Work to complete: Reproduce the data below verbatim from the line containing "Would you be able to point at the ice ledge" through its final line, and produce nothing more.

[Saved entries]

^^^^^^^^

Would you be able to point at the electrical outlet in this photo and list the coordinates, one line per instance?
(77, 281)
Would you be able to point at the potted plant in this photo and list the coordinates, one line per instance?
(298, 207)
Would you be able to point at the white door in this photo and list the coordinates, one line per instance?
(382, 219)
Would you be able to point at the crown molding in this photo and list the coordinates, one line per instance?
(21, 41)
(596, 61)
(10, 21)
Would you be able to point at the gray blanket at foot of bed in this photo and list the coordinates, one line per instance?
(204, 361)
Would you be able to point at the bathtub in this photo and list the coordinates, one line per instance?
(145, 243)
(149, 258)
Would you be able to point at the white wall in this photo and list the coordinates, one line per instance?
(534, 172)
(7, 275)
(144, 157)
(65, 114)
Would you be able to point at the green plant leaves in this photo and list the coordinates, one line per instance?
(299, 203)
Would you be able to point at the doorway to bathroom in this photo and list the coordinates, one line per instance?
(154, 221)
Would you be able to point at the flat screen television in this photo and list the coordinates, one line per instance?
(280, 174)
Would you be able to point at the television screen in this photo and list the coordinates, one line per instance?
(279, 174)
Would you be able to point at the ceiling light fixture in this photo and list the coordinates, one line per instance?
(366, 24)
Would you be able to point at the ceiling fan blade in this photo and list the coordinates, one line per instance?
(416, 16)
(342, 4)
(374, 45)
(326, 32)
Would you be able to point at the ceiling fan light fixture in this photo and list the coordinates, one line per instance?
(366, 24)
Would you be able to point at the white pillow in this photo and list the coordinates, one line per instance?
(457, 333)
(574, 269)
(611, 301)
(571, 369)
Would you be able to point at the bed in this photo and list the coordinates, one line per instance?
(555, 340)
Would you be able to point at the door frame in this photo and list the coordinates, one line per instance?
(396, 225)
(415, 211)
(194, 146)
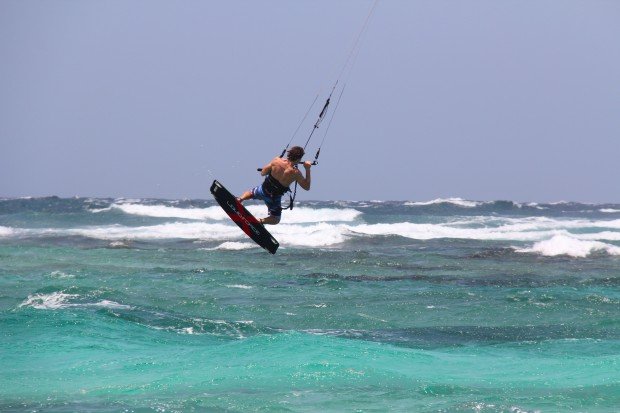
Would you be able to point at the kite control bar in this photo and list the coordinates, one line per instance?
(312, 163)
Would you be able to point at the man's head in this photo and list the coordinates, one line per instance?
(295, 154)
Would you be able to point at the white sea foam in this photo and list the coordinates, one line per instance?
(241, 286)
(60, 274)
(571, 246)
(308, 230)
(234, 246)
(59, 300)
(51, 301)
(215, 213)
(455, 201)
(7, 231)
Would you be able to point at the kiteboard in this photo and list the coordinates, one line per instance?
(246, 221)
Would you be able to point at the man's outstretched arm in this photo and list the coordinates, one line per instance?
(266, 169)
(304, 182)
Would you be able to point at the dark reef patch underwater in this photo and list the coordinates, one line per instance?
(440, 306)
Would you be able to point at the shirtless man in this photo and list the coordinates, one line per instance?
(280, 174)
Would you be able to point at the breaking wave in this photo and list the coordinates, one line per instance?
(454, 201)
(298, 215)
(571, 246)
(59, 299)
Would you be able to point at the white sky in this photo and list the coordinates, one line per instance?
(483, 100)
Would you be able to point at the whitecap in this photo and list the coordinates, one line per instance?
(571, 246)
(241, 286)
(59, 299)
(454, 201)
(234, 246)
(50, 301)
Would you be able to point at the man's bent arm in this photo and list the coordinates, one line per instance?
(266, 169)
(305, 182)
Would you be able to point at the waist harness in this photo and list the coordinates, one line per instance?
(272, 187)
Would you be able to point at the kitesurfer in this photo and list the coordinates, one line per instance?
(280, 173)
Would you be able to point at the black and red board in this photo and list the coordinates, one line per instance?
(246, 221)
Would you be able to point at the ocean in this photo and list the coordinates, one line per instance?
(450, 305)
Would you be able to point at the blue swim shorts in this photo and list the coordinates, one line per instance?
(274, 204)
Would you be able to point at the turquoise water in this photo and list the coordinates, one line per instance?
(444, 306)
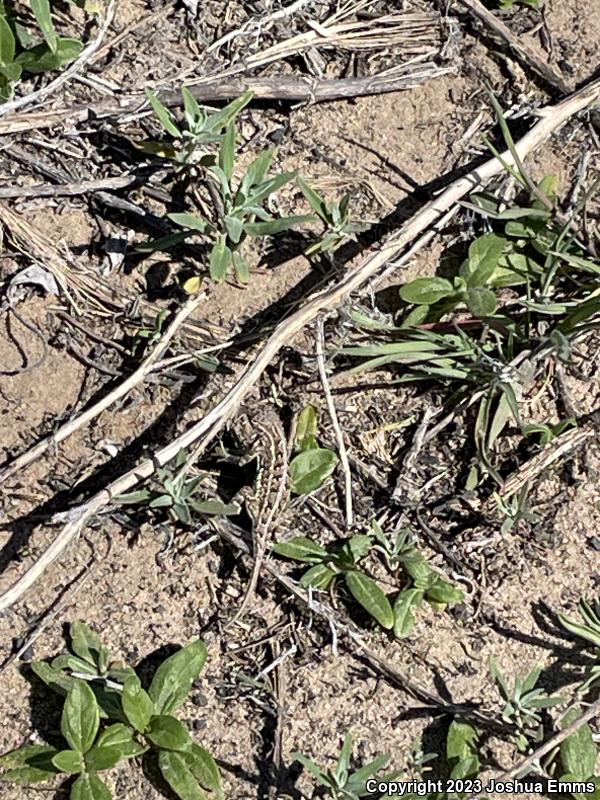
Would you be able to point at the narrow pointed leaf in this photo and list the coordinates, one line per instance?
(371, 597)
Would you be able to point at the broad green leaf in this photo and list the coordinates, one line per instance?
(417, 566)
(55, 679)
(306, 429)
(481, 302)
(204, 768)
(7, 43)
(359, 546)
(73, 663)
(261, 192)
(168, 733)
(42, 59)
(69, 761)
(404, 606)
(443, 591)
(586, 795)
(90, 787)
(179, 776)
(461, 741)
(137, 705)
(29, 764)
(88, 646)
(310, 469)
(275, 225)
(319, 577)
(426, 291)
(301, 549)
(578, 752)
(235, 228)
(366, 592)
(220, 259)
(356, 781)
(242, 269)
(164, 115)
(174, 677)
(101, 758)
(315, 201)
(80, 718)
(257, 170)
(484, 255)
(43, 16)
(120, 737)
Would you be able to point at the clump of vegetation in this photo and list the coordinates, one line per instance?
(522, 297)
(23, 50)
(181, 494)
(108, 716)
(312, 464)
(339, 561)
(343, 782)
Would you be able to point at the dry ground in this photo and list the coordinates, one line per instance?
(147, 586)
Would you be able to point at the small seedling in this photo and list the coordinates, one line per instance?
(578, 756)
(312, 464)
(343, 783)
(105, 721)
(339, 561)
(203, 128)
(523, 704)
(145, 337)
(513, 3)
(587, 629)
(335, 216)
(183, 496)
(239, 212)
(424, 584)
(22, 51)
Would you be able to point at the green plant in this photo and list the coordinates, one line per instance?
(423, 584)
(339, 561)
(181, 494)
(105, 721)
(147, 336)
(578, 756)
(311, 465)
(22, 51)
(343, 783)
(239, 212)
(203, 128)
(525, 292)
(335, 216)
(460, 763)
(523, 703)
(587, 629)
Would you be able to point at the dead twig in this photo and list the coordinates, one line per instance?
(66, 189)
(339, 435)
(523, 52)
(47, 91)
(137, 377)
(284, 87)
(204, 431)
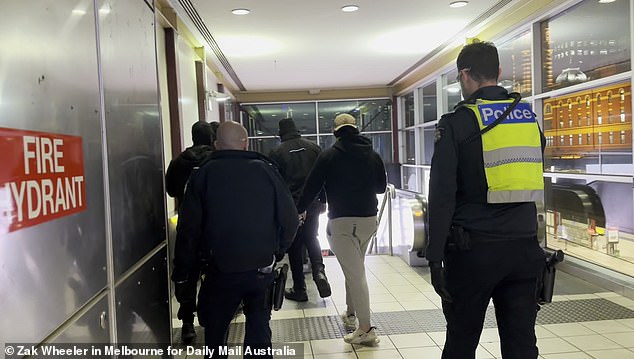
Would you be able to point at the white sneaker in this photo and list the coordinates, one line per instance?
(349, 321)
(360, 337)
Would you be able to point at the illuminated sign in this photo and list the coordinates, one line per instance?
(41, 178)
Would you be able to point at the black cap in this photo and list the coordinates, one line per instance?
(287, 126)
(201, 133)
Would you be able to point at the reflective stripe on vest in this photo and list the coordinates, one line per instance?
(511, 151)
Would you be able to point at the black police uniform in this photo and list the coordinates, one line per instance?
(176, 177)
(504, 260)
(238, 212)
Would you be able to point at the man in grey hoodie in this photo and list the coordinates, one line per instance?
(352, 174)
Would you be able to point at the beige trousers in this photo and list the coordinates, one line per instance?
(349, 238)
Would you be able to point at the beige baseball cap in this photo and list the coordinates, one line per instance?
(344, 119)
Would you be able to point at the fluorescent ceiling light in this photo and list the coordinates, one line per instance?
(248, 46)
(350, 8)
(458, 4)
(398, 41)
(240, 11)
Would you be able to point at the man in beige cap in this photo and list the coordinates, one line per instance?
(352, 174)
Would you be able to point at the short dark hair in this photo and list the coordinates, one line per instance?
(481, 58)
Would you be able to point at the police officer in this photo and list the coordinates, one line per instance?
(485, 179)
(239, 213)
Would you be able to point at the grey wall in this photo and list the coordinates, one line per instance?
(61, 278)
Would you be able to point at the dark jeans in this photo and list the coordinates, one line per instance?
(187, 299)
(506, 271)
(306, 237)
(219, 297)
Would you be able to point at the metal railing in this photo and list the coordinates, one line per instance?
(390, 193)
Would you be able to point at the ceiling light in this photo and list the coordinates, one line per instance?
(350, 8)
(458, 3)
(240, 11)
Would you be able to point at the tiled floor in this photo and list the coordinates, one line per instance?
(397, 290)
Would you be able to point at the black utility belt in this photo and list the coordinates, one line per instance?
(462, 240)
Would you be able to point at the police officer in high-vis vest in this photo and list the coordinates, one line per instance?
(486, 176)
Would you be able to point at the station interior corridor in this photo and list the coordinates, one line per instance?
(583, 321)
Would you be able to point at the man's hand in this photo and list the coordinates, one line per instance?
(322, 207)
(302, 218)
(439, 281)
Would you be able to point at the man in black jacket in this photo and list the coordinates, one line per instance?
(483, 240)
(178, 171)
(294, 158)
(238, 212)
(352, 174)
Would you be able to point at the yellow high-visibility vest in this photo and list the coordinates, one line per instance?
(512, 152)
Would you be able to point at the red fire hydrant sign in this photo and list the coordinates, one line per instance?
(41, 178)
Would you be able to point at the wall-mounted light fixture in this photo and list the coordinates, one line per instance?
(215, 96)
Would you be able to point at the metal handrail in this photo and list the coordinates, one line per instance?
(390, 193)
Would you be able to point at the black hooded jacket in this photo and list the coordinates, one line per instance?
(294, 158)
(352, 174)
(181, 167)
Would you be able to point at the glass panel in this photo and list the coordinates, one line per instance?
(310, 138)
(263, 145)
(228, 106)
(592, 221)
(408, 109)
(429, 133)
(382, 143)
(590, 131)
(577, 46)
(261, 120)
(451, 90)
(372, 115)
(326, 141)
(411, 180)
(410, 146)
(430, 110)
(515, 61)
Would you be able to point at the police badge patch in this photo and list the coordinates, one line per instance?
(438, 133)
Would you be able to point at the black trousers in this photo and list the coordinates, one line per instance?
(306, 237)
(187, 299)
(506, 271)
(218, 300)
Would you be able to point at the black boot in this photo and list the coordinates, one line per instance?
(188, 333)
(298, 295)
(321, 281)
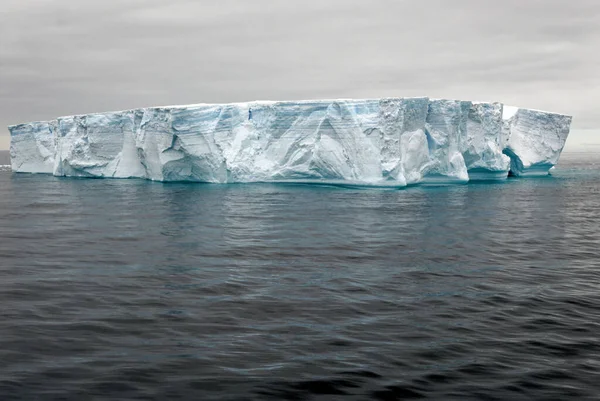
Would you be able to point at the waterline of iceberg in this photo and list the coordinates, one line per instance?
(388, 142)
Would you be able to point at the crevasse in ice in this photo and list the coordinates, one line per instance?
(380, 142)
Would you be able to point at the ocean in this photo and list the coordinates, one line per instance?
(130, 289)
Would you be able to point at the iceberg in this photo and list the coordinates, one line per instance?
(533, 140)
(388, 142)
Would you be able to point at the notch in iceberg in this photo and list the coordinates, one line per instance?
(379, 142)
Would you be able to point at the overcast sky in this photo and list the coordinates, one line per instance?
(61, 57)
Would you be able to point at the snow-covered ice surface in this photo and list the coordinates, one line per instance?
(390, 142)
(534, 140)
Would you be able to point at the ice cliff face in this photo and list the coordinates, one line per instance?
(534, 140)
(381, 142)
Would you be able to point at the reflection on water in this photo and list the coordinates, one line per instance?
(127, 288)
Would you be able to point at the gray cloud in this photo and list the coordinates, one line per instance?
(63, 57)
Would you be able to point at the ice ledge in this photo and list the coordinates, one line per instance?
(390, 142)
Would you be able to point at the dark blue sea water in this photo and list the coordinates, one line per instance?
(128, 289)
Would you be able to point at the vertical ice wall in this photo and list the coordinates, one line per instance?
(446, 129)
(482, 148)
(383, 142)
(534, 140)
(32, 147)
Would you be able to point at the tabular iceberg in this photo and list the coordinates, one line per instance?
(380, 142)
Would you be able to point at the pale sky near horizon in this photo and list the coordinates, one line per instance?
(60, 57)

^^^^^^^^

Final answer:
Would you be able to point at the ice ledge in this photo and list the coordinates, one line per instance?
(390, 142)
Would you be able to point at the dark blue sea water in this photo and list the coordinates, one line per instance?
(128, 289)
Would you be able to point at the vertical ice wall in this photo and list the coordinates, one line per instance?
(446, 129)
(482, 148)
(383, 142)
(534, 140)
(32, 147)
Would you be able to point at the tabular iceberg in this photo and list the coordinates, one line per instance?
(380, 142)
Would you be able to point at the pale sky near horizon in this photo and list the coordinates, one line per instance?
(60, 57)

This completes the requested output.